━━━━━ Data for the task ━━━━━

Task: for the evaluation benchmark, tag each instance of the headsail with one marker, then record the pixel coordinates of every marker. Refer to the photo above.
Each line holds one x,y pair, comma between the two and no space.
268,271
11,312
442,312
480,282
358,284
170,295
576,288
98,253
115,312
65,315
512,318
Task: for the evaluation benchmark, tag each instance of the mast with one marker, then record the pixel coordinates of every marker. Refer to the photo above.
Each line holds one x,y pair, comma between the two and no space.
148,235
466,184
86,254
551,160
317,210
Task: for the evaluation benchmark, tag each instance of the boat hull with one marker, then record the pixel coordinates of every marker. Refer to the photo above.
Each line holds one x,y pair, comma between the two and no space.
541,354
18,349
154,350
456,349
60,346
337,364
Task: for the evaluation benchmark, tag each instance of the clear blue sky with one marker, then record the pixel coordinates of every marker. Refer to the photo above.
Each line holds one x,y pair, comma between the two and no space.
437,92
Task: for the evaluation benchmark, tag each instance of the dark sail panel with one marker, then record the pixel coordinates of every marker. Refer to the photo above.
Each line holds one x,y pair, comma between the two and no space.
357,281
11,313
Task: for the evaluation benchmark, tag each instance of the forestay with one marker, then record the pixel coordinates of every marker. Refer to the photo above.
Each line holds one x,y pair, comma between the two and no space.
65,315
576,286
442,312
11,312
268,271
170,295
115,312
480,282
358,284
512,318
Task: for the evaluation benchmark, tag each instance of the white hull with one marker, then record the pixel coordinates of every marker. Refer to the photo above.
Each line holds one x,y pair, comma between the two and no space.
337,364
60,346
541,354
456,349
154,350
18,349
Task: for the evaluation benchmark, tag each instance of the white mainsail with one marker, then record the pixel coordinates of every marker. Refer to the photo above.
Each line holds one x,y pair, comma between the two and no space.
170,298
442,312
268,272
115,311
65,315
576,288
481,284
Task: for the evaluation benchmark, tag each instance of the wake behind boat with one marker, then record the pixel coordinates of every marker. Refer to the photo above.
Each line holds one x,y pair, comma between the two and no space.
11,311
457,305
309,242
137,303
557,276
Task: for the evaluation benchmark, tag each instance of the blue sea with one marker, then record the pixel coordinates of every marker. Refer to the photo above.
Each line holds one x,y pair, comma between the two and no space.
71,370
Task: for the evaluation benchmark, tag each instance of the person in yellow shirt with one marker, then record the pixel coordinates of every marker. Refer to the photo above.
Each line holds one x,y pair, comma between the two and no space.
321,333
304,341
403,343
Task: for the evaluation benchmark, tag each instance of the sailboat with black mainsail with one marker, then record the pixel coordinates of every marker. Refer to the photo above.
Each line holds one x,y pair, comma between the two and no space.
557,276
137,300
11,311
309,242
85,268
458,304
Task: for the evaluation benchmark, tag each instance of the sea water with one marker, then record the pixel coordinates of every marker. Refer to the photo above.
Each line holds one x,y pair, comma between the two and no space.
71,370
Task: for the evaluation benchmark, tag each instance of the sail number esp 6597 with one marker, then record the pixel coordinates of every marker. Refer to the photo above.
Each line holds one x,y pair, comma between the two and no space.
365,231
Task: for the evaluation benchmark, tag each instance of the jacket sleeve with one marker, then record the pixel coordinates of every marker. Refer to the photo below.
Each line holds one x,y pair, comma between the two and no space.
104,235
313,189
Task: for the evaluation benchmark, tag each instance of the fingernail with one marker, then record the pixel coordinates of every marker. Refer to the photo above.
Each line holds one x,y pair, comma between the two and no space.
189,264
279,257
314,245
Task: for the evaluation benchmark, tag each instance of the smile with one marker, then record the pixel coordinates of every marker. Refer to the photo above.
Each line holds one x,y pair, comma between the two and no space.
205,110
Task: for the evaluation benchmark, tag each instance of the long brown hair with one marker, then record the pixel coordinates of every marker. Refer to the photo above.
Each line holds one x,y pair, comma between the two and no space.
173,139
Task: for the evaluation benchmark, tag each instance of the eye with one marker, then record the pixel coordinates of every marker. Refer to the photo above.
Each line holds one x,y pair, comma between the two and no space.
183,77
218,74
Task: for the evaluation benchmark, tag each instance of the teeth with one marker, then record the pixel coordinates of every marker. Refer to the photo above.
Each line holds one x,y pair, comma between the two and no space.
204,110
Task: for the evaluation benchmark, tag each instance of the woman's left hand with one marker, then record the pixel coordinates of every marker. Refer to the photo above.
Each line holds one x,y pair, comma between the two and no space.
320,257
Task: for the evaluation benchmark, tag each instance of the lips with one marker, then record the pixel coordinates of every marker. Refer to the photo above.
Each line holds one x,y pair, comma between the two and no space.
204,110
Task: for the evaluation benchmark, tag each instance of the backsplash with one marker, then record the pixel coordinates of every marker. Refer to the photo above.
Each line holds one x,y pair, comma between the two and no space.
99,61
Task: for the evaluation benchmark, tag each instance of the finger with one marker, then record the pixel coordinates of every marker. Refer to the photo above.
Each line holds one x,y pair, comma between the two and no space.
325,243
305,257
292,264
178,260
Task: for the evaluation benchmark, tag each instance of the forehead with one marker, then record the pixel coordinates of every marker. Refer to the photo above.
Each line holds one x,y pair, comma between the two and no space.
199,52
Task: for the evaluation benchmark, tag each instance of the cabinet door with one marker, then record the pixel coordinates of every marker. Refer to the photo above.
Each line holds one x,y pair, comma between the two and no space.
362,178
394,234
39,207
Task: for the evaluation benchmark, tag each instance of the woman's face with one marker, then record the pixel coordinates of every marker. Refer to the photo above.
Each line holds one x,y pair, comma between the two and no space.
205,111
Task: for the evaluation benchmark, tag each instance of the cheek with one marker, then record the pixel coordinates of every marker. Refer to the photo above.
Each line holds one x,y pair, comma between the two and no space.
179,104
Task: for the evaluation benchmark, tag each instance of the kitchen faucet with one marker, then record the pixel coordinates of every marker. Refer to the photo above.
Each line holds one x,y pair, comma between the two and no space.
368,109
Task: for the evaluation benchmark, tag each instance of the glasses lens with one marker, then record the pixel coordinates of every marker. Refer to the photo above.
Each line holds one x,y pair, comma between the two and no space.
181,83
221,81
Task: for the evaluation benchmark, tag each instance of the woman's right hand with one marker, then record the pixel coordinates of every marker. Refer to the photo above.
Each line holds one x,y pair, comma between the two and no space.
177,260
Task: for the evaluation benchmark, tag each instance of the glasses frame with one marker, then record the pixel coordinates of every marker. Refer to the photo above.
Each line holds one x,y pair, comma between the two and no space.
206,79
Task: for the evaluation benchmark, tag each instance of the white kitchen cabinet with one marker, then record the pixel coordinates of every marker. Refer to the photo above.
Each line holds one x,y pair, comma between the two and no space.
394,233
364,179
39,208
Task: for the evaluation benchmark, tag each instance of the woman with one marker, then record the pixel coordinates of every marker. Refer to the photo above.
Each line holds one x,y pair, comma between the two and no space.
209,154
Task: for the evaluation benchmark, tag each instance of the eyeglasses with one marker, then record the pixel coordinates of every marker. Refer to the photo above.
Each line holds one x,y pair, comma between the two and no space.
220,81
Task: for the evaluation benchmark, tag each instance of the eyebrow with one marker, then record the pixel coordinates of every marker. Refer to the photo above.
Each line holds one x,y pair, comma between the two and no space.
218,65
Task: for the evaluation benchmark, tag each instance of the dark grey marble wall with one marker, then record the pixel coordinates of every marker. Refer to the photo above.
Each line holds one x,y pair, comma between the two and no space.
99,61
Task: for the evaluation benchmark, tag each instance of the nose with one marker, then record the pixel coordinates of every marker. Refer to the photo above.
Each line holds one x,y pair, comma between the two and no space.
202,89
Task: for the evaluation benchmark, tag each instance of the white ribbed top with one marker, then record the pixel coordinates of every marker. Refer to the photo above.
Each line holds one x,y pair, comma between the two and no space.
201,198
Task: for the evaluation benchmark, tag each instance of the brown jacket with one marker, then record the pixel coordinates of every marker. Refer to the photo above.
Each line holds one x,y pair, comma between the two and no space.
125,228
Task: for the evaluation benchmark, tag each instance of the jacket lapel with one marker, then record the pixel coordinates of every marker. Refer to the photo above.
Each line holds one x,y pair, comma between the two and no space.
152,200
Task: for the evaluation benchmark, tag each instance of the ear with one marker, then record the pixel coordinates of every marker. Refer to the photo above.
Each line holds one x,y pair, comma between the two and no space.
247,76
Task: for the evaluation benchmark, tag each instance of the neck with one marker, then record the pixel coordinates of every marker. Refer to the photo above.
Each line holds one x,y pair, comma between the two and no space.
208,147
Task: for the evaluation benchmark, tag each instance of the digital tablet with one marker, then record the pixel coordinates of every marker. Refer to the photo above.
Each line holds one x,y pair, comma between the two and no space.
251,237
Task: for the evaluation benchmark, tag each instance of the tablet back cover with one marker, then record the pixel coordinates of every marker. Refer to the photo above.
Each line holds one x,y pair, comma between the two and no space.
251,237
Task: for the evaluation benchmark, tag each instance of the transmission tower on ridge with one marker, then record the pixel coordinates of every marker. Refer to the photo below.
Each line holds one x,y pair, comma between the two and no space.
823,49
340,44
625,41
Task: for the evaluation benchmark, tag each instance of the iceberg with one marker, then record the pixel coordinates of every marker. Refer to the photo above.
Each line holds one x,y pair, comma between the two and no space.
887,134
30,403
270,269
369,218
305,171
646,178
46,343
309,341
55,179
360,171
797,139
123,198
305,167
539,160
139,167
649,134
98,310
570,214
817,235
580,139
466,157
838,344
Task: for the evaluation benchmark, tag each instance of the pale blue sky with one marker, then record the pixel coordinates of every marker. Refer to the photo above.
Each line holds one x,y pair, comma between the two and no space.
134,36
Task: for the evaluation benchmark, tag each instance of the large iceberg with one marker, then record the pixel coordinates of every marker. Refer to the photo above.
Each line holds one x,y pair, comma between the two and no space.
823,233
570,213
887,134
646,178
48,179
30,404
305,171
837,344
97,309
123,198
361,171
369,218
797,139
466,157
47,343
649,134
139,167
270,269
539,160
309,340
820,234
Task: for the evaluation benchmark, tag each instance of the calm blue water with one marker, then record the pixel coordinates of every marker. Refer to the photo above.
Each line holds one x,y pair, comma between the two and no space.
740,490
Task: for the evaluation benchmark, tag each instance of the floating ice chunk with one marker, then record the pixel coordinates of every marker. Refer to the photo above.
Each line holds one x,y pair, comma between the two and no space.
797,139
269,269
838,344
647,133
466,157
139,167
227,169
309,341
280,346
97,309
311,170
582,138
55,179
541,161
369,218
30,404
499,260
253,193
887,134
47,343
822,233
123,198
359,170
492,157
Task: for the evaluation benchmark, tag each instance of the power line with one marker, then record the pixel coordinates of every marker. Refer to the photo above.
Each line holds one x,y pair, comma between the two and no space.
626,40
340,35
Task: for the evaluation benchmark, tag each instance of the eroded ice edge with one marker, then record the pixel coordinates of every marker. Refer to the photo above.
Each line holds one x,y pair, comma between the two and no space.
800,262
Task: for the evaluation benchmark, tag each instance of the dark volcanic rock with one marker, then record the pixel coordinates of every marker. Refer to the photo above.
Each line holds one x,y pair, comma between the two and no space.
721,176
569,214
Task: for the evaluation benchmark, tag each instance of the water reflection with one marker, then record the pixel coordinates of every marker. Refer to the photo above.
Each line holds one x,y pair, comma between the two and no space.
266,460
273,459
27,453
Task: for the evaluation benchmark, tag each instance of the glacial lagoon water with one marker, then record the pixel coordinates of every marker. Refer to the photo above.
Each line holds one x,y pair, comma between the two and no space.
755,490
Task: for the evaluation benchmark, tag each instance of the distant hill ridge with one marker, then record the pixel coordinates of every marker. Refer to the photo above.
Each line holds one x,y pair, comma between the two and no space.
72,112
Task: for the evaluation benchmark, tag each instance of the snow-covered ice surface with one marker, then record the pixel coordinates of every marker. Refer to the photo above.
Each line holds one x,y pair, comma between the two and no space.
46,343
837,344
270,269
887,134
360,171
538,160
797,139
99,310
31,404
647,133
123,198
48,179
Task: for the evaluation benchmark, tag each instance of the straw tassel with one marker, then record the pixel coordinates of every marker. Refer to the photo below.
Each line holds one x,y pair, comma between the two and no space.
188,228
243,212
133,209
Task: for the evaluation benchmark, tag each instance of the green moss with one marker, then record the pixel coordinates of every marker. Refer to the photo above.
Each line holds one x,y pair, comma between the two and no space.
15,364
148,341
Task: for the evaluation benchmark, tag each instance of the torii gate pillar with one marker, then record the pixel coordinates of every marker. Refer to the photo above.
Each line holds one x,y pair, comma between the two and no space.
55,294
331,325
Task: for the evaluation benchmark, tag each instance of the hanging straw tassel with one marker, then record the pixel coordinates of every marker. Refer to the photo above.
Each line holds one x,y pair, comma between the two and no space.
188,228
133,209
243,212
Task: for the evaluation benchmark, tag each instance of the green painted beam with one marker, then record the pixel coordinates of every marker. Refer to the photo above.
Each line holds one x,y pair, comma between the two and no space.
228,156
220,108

━━━━━

**Brief:**
Quote exactly what appears from the line containing "the green moss" through the final line of the listing above, including both of those lines.

**Reply to the task:**
Task: for the evaluation benchmark, tag each instance of the green moss with one marker, then record the pixel coordinates of every marker. Refer to the photo above.
Each line holds one x,y pair, comma between the two and no space.
15,364
148,341
Task: for the evaluation benchmark, tag each instance of the torii gate pillar with one marker, then record the pixel coordinates of every marker. Refer to the photo above.
Each line holds one x,y pair, comma between the two and no space.
55,294
331,325
Task: for the evaluation benchmark, tag each instance of the hanging straw tassel with one marker, then record the pixel coordinates of every marker. Refer to the photo above.
Each line holds one x,y pair, comma between the two and no space.
188,228
133,209
243,212
Task: for the evaluation benchmark, tag each instance of the green painted beam with one marker, then record the pixel coordinates of every marker. Refer to the photo above.
Each line holds one x,y pair, comma between the two and no space.
228,156
220,108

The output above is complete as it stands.